#### WHAT THE TASK ASKS
Please copy, exactly as written, the span from the first line below to the line that contains "indicate the green flower", including both, and skip the pictures.

#### MATERIAL FOR THIS EXERCISE
#####

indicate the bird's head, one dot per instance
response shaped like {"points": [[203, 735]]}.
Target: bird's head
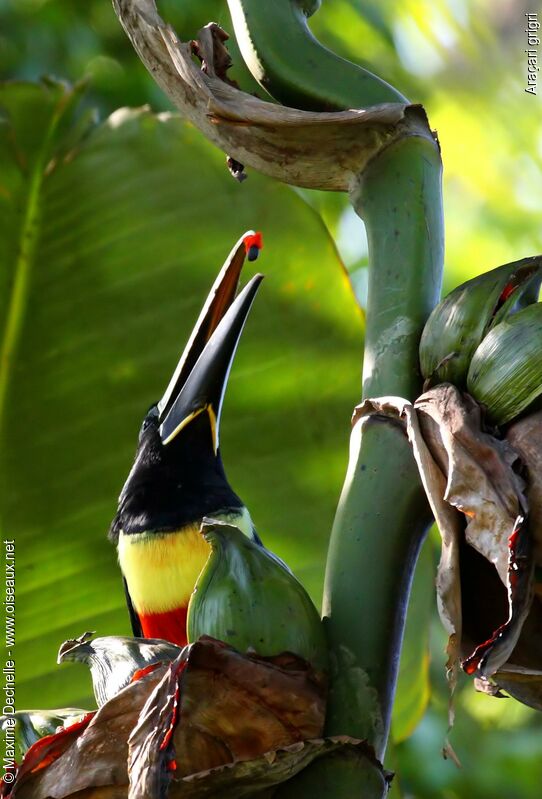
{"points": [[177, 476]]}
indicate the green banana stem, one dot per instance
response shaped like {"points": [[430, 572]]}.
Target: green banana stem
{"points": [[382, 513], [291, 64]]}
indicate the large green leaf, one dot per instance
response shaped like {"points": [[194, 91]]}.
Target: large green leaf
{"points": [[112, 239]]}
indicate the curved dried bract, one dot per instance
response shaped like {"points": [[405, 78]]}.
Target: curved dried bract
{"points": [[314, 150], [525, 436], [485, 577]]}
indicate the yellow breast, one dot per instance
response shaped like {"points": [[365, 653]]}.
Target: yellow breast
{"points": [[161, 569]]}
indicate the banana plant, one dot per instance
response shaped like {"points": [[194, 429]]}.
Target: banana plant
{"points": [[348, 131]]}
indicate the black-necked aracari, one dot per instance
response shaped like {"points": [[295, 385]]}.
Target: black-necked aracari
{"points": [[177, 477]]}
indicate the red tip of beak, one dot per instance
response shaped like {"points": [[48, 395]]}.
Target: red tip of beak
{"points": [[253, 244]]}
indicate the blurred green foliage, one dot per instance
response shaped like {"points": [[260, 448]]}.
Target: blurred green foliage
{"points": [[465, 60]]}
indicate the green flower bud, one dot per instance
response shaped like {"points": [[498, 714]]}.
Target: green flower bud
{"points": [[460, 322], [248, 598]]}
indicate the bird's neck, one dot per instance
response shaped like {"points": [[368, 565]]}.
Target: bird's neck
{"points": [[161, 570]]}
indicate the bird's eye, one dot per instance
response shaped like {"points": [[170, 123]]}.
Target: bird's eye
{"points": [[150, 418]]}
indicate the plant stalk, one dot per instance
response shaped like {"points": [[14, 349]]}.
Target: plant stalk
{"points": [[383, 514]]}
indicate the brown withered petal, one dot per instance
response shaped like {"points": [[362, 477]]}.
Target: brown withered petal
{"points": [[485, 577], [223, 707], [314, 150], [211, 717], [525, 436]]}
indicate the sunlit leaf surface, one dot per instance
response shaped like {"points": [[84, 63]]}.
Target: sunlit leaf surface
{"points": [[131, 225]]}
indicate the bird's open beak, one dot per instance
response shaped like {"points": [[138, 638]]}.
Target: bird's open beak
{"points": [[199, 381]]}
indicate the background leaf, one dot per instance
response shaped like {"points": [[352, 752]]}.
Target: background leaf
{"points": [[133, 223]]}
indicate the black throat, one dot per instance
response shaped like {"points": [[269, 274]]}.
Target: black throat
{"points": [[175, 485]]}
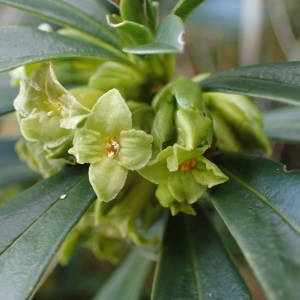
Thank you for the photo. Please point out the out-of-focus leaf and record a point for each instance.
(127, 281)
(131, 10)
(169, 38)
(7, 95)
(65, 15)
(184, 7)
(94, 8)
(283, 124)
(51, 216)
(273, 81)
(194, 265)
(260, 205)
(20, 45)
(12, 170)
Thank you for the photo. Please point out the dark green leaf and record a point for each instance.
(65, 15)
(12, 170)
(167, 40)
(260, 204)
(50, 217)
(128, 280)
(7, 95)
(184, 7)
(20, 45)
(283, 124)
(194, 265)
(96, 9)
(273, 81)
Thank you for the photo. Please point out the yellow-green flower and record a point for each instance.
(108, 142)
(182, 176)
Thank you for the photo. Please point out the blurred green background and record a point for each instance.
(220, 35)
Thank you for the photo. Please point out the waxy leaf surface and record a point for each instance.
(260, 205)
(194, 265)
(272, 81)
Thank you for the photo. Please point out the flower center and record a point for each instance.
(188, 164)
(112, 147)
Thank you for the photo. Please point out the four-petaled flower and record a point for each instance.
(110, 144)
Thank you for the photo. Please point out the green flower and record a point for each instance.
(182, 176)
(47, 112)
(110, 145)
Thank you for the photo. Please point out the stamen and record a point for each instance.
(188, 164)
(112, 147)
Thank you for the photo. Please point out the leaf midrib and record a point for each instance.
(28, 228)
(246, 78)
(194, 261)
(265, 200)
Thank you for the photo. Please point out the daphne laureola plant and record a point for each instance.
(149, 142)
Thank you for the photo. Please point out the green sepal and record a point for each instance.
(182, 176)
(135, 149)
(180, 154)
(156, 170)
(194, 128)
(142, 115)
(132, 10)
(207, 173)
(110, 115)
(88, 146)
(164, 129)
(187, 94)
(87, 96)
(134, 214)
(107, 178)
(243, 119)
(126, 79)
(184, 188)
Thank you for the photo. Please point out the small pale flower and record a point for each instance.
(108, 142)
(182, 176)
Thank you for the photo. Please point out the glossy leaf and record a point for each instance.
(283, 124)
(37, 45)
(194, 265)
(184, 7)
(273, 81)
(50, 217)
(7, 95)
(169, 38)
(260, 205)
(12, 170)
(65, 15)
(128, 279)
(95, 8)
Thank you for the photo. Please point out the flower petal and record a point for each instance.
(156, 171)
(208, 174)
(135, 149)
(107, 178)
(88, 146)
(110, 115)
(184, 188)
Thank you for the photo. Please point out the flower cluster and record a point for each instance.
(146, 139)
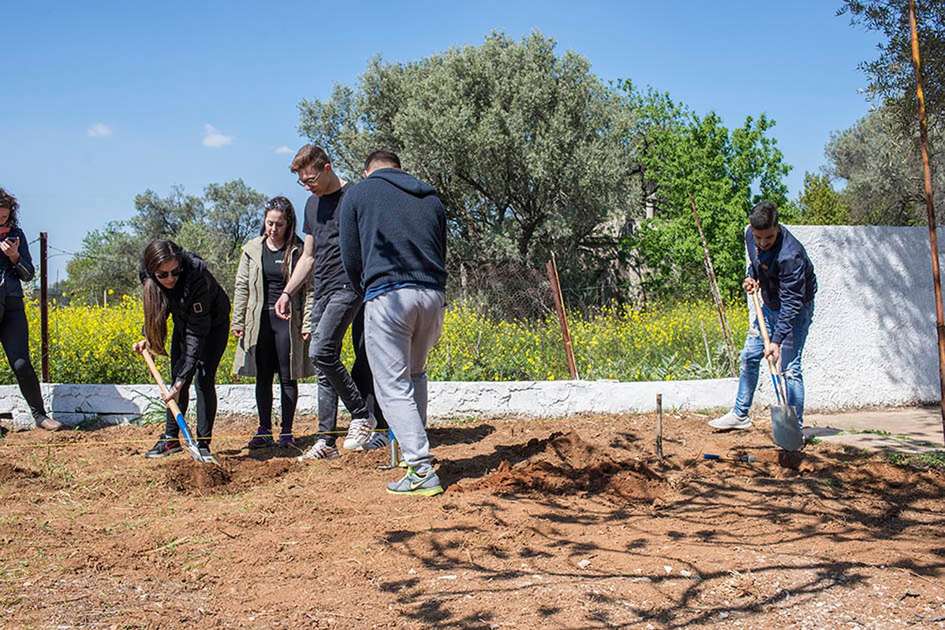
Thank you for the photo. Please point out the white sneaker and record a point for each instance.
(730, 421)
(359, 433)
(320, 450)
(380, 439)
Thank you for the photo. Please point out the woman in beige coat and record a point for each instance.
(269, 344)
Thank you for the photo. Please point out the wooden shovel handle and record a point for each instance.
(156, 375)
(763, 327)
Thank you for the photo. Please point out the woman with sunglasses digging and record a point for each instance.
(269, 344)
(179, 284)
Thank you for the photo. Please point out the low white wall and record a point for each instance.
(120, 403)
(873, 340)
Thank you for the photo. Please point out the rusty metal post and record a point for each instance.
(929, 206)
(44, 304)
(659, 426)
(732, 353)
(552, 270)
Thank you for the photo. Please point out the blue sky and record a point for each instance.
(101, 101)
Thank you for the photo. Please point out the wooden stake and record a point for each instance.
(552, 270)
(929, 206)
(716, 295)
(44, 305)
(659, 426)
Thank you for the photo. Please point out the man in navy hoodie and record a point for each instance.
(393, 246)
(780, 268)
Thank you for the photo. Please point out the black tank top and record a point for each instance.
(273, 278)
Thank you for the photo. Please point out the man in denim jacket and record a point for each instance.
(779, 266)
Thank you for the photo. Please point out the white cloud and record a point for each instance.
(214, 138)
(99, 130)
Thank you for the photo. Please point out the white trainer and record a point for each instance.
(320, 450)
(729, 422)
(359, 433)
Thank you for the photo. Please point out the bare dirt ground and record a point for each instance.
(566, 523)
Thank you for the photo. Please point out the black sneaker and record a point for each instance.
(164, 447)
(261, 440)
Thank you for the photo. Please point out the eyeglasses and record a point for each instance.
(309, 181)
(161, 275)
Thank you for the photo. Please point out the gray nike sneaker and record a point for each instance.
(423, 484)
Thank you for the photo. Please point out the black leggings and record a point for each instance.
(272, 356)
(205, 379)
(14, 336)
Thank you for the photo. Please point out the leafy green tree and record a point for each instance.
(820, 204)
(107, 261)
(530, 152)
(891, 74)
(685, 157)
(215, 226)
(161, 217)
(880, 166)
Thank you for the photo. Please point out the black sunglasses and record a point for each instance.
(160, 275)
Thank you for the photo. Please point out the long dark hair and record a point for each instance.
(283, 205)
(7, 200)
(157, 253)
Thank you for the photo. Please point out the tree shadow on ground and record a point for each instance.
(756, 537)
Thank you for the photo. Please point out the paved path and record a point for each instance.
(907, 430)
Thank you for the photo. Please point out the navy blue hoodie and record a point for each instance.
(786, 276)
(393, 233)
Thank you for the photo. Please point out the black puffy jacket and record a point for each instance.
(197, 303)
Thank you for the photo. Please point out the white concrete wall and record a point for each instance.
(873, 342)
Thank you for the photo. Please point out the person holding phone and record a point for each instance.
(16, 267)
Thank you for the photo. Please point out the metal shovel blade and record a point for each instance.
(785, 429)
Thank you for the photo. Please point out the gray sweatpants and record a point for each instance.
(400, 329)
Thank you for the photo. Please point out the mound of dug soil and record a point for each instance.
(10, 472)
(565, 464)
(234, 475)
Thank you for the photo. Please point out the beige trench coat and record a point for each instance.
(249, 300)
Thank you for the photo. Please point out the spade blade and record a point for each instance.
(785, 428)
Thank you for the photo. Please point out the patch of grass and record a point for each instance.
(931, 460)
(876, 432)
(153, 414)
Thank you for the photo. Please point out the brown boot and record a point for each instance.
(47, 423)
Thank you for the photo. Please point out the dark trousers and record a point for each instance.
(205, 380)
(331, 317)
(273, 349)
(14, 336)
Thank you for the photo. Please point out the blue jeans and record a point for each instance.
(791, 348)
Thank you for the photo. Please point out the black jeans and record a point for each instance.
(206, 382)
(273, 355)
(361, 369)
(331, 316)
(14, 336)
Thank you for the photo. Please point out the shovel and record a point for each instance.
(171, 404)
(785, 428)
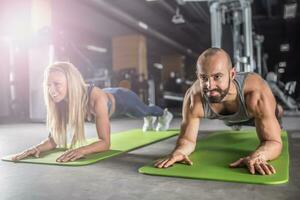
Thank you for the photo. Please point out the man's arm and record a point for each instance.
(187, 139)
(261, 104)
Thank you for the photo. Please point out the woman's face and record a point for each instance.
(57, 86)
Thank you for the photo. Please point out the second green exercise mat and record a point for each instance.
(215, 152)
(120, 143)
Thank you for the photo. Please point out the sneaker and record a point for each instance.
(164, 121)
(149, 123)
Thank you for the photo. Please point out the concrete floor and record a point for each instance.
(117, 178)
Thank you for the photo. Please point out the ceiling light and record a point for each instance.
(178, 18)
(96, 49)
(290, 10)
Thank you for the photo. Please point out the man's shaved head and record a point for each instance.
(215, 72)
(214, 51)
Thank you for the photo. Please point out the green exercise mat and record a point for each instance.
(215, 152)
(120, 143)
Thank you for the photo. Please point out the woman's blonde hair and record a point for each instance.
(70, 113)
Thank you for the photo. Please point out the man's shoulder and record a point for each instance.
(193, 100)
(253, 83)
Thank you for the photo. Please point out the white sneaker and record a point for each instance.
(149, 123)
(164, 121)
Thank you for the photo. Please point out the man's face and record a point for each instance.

#####

#### RESPONSE TO THIS TASK
indicate the bird's head, one dot per instance
response shaped like {"points": [[203, 735]]}.
Target: bird's head
{"points": [[177, 476]]}
indicate the green banana stem, one dot per instance
response shaped like {"points": [[430, 572]]}.
Target: green banana stem
{"points": [[382, 513], [291, 64]]}
indicate the large green leaf, one dot per instance
response shaped like {"points": [[194, 91]]}.
Target: large green leaf
{"points": [[112, 239]]}
indicate the curved dried bract, one dot per instance
response shaped like {"points": [[405, 78]]}.
Target: curved dried bract
{"points": [[314, 150], [525, 436], [485, 577]]}
indicate the yellow breast, one dot per instance
response shaped like {"points": [[365, 653]]}.
Target: yellow breast
{"points": [[161, 569]]}
indicate the banana plant, one dot per instance
response shaped like {"points": [[194, 429]]}.
Target: banana plant
{"points": [[348, 131]]}
indicate the black-necked aracari, one dot per instance
response shaped like {"points": [[295, 385]]}.
Target: black-necked aracari
{"points": [[177, 477]]}
indicate the red tip of beak, one dot per instance
response shaped like {"points": [[48, 395]]}.
Target: red tip of beak
{"points": [[253, 244]]}
indicate the blurred green foliage, one dot per instance
response shaped like {"points": [[260, 448]]}.
Target: blurred green foliage
{"points": [[465, 60]]}
indicate the green flower bud, one dot per instance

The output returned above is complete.